Separation of Hafnium From Zirconium by Anion Exchange

Abstract

The results of a systematic survey of the elution of hafnium and zirconium in diluted sulfuric acid, and in solutions of hydrochloric and sulfuric acids in water, are presented. The data characterize the behavior of the sulfate anion complexes of these elements on a strong quaternary-amine anion-exchange resin column. The possibility of separating these elements is demonstrated.

1. Introduction

G. Hevesy has written that [6]1 “In view of the great similarity between hafnium and zirconium, it is hardly possible to separate these two elements in a single operation.” A simple one-step separation adequate for analytical work has still to be developed for hafnium-zirconium mixtures, although recent work employing ion exchange has developed suitable methods for the separation of niobium from tantalum [5, 9, 10] and of molybdenum from tungsten [2, 9, 10], and a promising start has even been made on separating the rare earths [12].

▸ **What to do**
Could you carry on the text about separating hafnium from zirconium by anion exchange, starting right after its last sentence?

▸ **Data shown**
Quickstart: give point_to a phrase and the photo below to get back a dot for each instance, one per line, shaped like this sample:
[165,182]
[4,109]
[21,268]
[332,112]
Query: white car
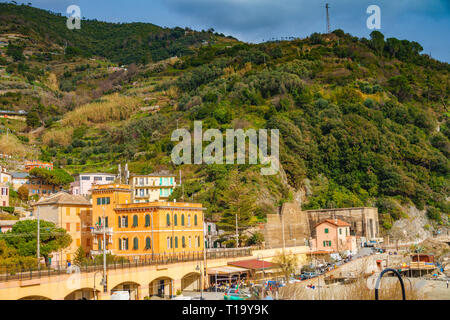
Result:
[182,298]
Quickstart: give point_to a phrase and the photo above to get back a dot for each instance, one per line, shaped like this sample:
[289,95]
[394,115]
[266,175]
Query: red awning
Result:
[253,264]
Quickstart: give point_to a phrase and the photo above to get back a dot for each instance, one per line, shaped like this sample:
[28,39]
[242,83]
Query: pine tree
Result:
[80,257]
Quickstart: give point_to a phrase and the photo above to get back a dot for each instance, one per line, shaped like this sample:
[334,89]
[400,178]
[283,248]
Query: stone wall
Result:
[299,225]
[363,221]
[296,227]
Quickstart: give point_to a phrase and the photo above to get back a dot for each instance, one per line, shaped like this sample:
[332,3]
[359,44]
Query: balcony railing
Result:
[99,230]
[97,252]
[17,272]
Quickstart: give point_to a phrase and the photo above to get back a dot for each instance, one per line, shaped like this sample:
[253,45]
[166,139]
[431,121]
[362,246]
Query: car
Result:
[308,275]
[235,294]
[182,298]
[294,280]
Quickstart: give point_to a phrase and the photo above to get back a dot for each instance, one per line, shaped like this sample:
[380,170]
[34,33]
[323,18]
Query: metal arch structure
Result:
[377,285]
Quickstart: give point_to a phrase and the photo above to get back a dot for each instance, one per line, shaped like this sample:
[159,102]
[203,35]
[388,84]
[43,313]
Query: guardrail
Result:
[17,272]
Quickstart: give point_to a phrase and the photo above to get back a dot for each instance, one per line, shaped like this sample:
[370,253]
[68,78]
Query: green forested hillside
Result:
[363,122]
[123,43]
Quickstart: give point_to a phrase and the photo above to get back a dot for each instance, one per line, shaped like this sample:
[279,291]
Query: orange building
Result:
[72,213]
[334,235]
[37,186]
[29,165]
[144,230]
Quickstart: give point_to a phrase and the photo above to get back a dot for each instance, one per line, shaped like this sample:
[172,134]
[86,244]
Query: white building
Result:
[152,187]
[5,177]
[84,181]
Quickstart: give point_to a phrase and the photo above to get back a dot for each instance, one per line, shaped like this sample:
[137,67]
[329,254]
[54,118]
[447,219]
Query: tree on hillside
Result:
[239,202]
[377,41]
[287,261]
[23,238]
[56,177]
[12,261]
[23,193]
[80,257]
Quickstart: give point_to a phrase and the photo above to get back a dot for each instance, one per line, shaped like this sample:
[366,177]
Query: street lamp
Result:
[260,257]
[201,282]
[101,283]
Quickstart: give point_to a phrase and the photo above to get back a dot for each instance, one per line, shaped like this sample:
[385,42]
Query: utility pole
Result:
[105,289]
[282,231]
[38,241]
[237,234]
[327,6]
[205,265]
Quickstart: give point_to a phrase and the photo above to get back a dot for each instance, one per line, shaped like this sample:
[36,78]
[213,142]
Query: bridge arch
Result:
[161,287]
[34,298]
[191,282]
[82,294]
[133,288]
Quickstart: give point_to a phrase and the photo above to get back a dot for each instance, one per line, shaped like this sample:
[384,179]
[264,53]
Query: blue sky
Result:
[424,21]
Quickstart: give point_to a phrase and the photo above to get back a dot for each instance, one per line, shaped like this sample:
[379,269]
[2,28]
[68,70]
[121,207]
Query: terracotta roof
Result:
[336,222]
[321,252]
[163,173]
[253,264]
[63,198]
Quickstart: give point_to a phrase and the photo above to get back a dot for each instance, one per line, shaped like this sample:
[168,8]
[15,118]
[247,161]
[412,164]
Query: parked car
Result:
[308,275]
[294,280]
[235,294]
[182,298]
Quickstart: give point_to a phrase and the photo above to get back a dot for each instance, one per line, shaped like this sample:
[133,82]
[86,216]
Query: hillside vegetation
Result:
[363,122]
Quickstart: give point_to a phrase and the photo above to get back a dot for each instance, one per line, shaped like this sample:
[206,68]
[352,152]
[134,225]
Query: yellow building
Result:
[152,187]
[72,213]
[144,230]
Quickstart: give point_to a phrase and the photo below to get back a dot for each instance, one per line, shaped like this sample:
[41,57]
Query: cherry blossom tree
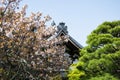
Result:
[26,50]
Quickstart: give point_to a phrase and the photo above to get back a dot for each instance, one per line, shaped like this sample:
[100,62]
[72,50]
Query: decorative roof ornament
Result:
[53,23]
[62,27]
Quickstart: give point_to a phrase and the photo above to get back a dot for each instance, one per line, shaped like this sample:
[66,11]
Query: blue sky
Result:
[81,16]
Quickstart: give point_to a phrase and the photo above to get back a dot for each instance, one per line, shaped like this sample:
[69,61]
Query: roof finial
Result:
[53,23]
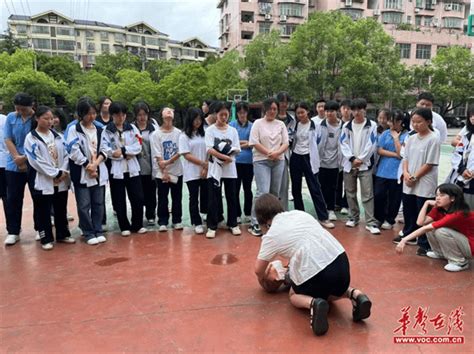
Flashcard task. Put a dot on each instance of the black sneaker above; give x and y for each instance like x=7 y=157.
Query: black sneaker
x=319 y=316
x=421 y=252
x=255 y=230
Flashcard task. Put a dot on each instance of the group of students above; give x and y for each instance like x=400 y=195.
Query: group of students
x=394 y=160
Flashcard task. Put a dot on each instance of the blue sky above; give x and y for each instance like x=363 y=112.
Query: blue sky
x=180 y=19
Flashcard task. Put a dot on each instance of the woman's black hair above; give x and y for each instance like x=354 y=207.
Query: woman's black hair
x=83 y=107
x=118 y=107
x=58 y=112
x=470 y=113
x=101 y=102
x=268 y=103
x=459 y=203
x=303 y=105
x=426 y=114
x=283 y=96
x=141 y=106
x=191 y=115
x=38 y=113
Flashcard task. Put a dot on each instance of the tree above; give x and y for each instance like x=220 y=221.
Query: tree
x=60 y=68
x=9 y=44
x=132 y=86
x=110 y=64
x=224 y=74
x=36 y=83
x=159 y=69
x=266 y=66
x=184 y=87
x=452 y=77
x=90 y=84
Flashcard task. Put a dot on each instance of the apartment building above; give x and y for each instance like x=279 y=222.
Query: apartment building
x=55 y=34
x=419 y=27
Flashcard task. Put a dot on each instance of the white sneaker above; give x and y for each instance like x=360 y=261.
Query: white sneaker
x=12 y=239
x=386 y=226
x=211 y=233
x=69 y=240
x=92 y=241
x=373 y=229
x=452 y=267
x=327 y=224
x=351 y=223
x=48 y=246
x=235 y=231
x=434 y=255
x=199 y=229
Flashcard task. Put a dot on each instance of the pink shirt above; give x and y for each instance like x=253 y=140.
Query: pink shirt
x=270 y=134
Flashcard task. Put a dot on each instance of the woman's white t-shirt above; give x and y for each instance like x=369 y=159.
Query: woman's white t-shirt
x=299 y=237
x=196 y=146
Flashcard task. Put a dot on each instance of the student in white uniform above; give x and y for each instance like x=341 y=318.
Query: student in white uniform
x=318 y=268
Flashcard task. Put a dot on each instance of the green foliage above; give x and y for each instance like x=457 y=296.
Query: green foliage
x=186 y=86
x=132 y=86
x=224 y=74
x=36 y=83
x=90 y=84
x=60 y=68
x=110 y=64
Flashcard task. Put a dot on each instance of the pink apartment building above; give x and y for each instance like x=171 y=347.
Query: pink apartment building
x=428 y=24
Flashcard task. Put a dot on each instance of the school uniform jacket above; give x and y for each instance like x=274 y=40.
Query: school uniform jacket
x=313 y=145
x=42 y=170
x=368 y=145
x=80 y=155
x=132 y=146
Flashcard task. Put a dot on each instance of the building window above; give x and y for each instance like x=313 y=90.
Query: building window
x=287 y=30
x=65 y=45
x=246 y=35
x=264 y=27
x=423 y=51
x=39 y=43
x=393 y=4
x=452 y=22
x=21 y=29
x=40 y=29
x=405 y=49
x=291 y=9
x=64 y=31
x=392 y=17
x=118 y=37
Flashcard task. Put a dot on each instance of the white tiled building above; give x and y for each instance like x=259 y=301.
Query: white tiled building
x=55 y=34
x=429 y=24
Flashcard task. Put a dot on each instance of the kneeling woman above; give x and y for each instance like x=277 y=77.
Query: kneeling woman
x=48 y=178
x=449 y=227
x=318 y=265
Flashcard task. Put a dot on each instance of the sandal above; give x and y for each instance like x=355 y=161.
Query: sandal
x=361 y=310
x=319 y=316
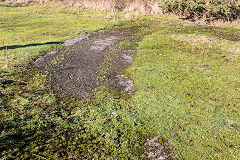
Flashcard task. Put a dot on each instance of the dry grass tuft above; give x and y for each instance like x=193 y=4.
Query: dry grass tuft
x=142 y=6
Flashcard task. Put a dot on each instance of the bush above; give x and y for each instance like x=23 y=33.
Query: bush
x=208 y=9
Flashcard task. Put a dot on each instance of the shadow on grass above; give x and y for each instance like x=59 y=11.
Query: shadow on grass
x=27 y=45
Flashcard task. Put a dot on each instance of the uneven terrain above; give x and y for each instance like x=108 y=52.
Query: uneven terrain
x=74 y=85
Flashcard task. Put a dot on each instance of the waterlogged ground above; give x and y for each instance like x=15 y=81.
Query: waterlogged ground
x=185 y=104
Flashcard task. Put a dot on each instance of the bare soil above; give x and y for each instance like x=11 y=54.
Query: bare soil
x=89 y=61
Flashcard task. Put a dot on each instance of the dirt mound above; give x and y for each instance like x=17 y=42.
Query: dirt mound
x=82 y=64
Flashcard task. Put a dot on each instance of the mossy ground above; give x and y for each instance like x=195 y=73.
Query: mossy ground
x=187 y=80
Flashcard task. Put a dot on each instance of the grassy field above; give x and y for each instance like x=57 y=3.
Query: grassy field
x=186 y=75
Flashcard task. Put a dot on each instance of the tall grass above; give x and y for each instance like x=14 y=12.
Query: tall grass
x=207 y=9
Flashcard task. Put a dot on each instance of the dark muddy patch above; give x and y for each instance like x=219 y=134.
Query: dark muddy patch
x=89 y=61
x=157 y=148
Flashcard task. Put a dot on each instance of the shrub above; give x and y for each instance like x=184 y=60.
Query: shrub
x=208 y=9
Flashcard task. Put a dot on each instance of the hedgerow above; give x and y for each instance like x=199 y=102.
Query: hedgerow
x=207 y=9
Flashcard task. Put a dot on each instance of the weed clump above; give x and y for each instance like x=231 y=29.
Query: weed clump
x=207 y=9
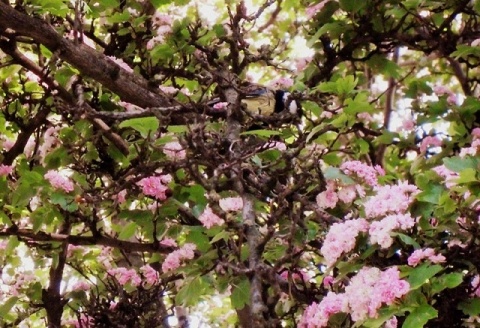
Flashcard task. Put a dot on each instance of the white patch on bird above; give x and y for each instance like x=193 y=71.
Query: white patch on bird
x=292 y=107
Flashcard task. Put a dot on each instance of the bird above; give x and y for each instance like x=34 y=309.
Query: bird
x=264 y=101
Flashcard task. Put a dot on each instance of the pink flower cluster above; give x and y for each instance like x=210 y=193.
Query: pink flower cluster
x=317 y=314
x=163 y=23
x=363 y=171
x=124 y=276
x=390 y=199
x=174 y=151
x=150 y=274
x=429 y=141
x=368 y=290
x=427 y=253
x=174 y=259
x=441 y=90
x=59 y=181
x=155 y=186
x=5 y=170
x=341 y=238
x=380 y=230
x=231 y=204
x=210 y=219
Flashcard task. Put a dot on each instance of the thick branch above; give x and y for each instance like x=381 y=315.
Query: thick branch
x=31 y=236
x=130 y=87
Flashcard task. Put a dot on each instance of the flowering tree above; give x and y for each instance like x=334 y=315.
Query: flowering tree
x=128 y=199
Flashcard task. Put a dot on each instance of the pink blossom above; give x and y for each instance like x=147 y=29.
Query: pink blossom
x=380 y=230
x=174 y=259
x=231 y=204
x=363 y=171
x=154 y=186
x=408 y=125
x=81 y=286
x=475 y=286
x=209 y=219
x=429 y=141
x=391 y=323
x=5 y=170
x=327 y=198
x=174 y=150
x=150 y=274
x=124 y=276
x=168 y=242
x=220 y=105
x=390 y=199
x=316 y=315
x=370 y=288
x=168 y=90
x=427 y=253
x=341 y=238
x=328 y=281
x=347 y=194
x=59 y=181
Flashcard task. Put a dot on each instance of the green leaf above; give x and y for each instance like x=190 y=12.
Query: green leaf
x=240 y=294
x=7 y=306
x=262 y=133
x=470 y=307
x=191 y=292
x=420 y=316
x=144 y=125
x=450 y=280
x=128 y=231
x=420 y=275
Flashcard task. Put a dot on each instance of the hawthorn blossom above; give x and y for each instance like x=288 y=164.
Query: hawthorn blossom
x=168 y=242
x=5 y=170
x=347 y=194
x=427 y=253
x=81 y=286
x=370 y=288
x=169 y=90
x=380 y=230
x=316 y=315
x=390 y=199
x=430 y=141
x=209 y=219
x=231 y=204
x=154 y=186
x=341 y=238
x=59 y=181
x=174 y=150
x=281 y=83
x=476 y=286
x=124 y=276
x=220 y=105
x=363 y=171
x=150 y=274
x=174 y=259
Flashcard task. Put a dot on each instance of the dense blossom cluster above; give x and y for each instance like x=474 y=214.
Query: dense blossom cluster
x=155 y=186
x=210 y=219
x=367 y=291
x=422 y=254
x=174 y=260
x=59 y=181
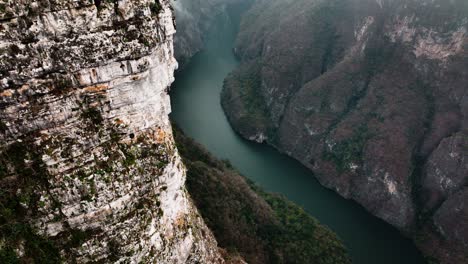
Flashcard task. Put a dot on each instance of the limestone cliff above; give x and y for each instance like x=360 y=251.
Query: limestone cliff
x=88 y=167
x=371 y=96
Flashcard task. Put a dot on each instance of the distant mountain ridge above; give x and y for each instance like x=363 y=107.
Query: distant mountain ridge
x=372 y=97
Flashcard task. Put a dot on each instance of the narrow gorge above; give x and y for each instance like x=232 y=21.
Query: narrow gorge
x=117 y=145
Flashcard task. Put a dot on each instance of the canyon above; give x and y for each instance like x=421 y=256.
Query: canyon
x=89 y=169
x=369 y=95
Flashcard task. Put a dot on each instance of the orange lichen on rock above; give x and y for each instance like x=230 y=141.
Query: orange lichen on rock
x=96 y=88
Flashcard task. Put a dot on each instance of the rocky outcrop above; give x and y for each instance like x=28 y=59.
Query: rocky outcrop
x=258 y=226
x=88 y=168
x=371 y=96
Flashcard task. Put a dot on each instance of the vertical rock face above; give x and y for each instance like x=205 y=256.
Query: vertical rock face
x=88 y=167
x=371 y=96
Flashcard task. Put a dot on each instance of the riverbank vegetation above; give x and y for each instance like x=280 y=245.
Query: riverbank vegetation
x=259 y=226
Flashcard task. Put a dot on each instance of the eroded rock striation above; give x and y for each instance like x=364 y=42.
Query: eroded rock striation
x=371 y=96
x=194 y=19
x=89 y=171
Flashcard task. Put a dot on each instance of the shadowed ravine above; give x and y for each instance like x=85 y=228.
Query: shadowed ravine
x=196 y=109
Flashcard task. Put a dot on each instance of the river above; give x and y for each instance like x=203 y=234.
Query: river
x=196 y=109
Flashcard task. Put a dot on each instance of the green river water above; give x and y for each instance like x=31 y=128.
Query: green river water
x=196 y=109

▸ **Exercise output**
Previous work on zirconium-hafnium mixtures has shown that fractionation on anion-exchange resins can be obtained by elution with aqueous solutions of hydrochloric and hydrofluoric acids [7, 8]; or by using diluted sulfuric acid, or nitric-citric acid solutions on cation-exchange resin-columns [1, 11]. Preliminary work has shown that it is not feasible, within convenient column parameters and eluant acidities, to obtain a one-step separation in a hydrochloric acid medium, in hydrochloric-hydrofluoric acid solutions, or in sulfuric-hydrofluoric acid solutions.

Several different hydrochloric-sulfuric acid solutions appeared to provide usable separations, but difficulties were encountered which appeared to be associated with the polymerization and eventual hydrolysis of zirconium ions. The results of experiments with sulfuric acid solutions indicate that a satisfactory separation of hafnium from zirconium can be obtained.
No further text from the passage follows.